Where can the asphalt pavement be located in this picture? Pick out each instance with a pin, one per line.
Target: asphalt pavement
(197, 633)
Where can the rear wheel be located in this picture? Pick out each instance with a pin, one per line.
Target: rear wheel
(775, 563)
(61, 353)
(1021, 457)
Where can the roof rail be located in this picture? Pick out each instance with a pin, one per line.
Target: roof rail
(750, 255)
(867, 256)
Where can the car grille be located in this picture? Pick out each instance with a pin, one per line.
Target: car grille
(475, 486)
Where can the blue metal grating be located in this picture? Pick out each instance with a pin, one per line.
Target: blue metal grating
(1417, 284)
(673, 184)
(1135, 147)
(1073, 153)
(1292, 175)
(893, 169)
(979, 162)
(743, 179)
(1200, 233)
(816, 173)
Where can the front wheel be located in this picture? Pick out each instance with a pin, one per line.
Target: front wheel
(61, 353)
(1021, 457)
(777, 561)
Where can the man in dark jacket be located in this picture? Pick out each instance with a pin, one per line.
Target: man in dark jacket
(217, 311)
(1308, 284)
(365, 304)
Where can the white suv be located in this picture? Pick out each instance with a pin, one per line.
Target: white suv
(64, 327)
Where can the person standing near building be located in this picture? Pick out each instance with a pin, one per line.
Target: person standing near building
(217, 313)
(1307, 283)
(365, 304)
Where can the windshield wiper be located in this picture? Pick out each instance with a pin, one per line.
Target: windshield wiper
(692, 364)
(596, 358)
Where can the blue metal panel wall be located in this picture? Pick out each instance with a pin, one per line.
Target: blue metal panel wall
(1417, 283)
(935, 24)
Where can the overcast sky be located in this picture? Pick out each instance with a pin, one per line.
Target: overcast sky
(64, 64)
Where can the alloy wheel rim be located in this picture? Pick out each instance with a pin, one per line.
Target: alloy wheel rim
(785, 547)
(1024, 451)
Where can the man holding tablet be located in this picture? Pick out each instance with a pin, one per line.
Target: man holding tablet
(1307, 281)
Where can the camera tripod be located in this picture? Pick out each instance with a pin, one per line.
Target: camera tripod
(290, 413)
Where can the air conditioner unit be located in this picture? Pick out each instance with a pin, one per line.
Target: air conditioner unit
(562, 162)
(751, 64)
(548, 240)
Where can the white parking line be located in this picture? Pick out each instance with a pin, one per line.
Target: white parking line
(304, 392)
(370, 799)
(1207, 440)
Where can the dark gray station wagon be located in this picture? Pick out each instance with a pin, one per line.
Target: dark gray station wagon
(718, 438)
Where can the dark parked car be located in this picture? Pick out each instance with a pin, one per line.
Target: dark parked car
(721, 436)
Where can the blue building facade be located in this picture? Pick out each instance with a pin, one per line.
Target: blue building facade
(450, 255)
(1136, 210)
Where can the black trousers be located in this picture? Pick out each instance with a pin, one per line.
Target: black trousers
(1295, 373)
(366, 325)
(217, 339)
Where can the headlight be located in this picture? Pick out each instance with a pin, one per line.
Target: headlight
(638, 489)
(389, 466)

....

**Task to carry out**: Each entry above needs to be output exactly as written.

**Problem solution**:
Where can the asphalt pavement be located in this picture? Pick out each instance with a pin, one per line.
Target: asphalt pavement
(197, 633)
Where can the rear wheel be located in this picture? Pick out each instance with a pin, one per line.
Target: rear wheel
(775, 563)
(61, 353)
(1021, 457)
Where can the roof rail be located in this picture? Pick out each instance with a pin, one per line.
Target: roof rail
(750, 255)
(867, 256)
Where can the car grille be located in this picture? Pick out each instance with a pin, one per line.
Target: car grille
(475, 486)
Where can the blue metal grating be located in this picture? Pick out each instance with a pin, one per line.
Target: blue metal grating
(1417, 284)
(673, 184)
(1135, 147)
(1073, 153)
(1292, 175)
(893, 169)
(979, 162)
(743, 179)
(1200, 233)
(816, 173)
Where can the front wheel be located in this picture? Pick out each instance with a pin, one per line.
Target: front wheel
(61, 353)
(1021, 457)
(777, 561)
Where can the man in dark jacket be located in this picture? Pick out each instance with a pin, one per line.
Target: man in dark jacket
(217, 311)
(1308, 284)
(365, 304)
Where can the white suv be located in this picture? Pick out each instance with a pin, one per line.
Target: white suv
(64, 327)
Where can the person standing near building be located in this picture? Pick out each instance with a pin, one per line.
Target: person standing near building
(217, 313)
(1307, 283)
(365, 304)
Where can the windshield wiper be located in this picture? Pick out each instance with a pin, one per line.
Target: windshield wiper
(692, 364)
(596, 358)
Where can the blue metal panel wall be located in this picture? Pick out each instance with a pin, one per line.
Target: blue metal panel wall
(1417, 283)
(935, 24)
Where can the overcast sky be located in this picture? Pick out each instance with a pin, one per line.
Target: overcast sky
(64, 64)
Where can the alloy wheel rim be located in this picture? Pick out each instance with a pin, one per line.
Target: alloy wheel rim
(785, 547)
(1024, 451)
Where can the man holding tablet be located in this picture? Pick out each instance with a pin, one per line.
Target: man holding tablet
(1307, 281)
Where can the camera tripod be located in this picture? Pick out each instance with a pin, one per line.
Target: camera tripod
(290, 413)
Where can the air conditioner unit be located in this picture? Pick out each instance with a pin, one per line.
Target: air conditioner unit
(562, 162)
(751, 64)
(548, 240)
Where can the white parking line be located in this picture? Pick out each instance with a pin, one per line.
Target: white parking line
(304, 392)
(370, 799)
(1207, 440)
Where can the dark gray station wagon be located in this picture? Pick out each instance with a pin, one per line.
Target: dark gray station wagon
(718, 438)
Where can the dark parked car be located in this picture? Pick out each instance with a pin, one per line.
Target: dark parked car
(721, 436)
Where can the blue building facade be located in this picture? Pick out each instance with a pin, one per line.
Target: blue building facade
(450, 255)
(1136, 210)
Where can the black trousers be located in this picture? Pick out each instance with a pin, one per line.
Target: black trousers
(1295, 373)
(366, 325)
(217, 339)
Where can the headlight be located in this picture? Pick out each instance with a pin, one per line.
Target: headlight
(638, 489)
(389, 466)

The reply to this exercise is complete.